Given problem » Offset by 34 every coordinate in the answers for the records between the lines holding "Annotation task — tag the person's" and "[(298, 354)]", inclusive, and reproduce only those lines, requests included.

Supplied information »
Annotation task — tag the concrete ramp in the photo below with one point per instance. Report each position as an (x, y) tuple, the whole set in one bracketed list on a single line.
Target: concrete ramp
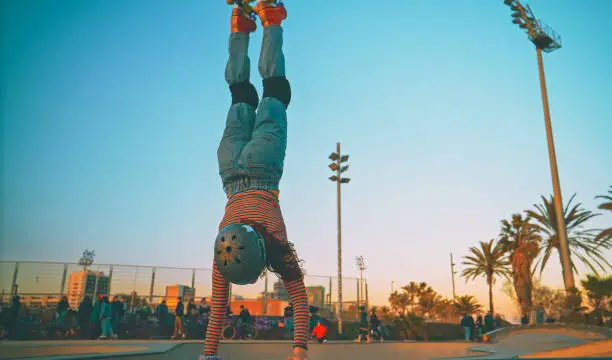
[(520, 342)]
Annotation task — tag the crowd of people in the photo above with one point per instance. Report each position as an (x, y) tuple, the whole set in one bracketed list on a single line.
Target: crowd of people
[(475, 329)]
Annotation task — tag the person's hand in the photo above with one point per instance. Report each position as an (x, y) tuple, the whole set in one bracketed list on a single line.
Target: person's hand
[(298, 354)]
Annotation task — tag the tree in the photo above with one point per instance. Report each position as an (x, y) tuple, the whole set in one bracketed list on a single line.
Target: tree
[(551, 301), (467, 304), (581, 241), (520, 240), (598, 290), (445, 309), (413, 291), (606, 234), (489, 262), (428, 301), (87, 259), (399, 302)]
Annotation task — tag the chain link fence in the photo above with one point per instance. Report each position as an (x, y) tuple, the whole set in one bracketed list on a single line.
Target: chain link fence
[(42, 284)]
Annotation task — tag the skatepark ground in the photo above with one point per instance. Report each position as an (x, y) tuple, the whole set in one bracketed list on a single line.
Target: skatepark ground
[(516, 343)]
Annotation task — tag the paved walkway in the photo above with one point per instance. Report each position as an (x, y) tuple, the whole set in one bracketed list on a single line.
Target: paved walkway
[(596, 349), (529, 344), (252, 350)]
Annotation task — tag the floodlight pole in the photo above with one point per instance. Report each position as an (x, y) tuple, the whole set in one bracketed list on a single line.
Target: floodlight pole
[(336, 166), (339, 208), (545, 39), (566, 262)]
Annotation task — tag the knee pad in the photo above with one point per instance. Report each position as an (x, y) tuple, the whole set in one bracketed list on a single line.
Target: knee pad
[(278, 87), (244, 92)]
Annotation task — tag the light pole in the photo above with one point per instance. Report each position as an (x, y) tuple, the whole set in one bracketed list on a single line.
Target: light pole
[(453, 276), (546, 39), (360, 261), (337, 167)]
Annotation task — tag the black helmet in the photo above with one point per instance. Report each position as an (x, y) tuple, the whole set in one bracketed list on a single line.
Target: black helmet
[(240, 254)]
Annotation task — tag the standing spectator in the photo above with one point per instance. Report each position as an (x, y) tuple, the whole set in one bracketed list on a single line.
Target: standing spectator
[(479, 325), (106, 315), (204, 310), (244, 322), (489, 322), (288, 315), (314, 317), (117, 313), (497, 321), (61, 309), (467, 323), (96, 328), (84, 316), (179, 313), (376, 326), (525, 320), (13, 316), (161, 313), (320, 332), (363, 325), (203, 307), (192, 309)]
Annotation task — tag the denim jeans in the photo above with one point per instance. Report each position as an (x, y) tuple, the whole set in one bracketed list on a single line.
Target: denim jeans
[(107, 330), (467, 332), (251, 153)]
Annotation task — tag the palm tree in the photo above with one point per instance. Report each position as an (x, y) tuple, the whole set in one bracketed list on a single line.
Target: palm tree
[(520, 240), (428, 301), (598, 289), (489, 262), (399, 301), (413, 291), (467, 304), (606, 234), (445, 309), (581, 242)]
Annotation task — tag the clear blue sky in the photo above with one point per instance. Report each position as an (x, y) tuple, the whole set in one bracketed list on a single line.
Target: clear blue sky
[(112, 112)]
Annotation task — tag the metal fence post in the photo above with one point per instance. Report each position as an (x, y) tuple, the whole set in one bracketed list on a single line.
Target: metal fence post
[(96, 285), (330, 292), (265, 307), (358, 295), (367, 298), (63, 286), (15, 274), (152, 286), (110, 279), (193, 281), (358, 303)]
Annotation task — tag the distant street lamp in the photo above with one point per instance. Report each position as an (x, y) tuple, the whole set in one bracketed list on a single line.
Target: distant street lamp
[(360, 262), (337, 167), (544, 38)]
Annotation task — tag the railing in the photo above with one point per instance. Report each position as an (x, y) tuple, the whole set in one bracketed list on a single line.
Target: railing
[(42, 284)]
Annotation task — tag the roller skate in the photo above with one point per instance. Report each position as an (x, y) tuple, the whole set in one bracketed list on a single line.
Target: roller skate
[(243, 16), (270, 12), (210, 357)]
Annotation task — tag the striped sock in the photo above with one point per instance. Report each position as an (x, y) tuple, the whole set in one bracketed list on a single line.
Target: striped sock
[(218, 312), (297, 293)]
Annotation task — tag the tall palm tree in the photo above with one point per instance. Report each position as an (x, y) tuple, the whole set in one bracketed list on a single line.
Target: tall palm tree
[(520, 240), (488, 261), (467, 304), (581, 241), (606, 234), (598, 289), (414, 291)]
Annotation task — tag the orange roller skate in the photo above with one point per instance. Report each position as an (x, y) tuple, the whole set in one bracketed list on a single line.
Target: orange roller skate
[(243, 16), (271, 12)]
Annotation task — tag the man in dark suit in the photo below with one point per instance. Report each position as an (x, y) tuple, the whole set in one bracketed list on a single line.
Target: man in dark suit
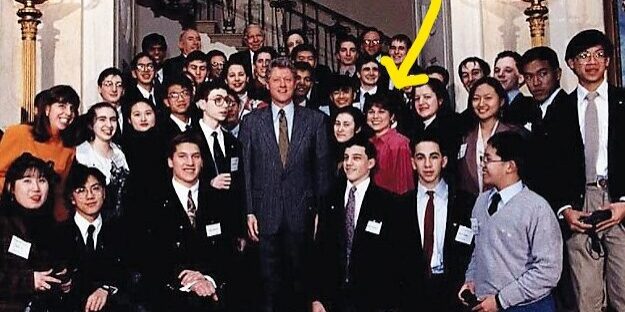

Answer to the problem »
Annotation task — tag the person's hand in the photo above with one point per instance. Report each position as an (x, y) tuple, the whole set in one bracketed list on a single line.
Target: person's hand
[(332, 388)]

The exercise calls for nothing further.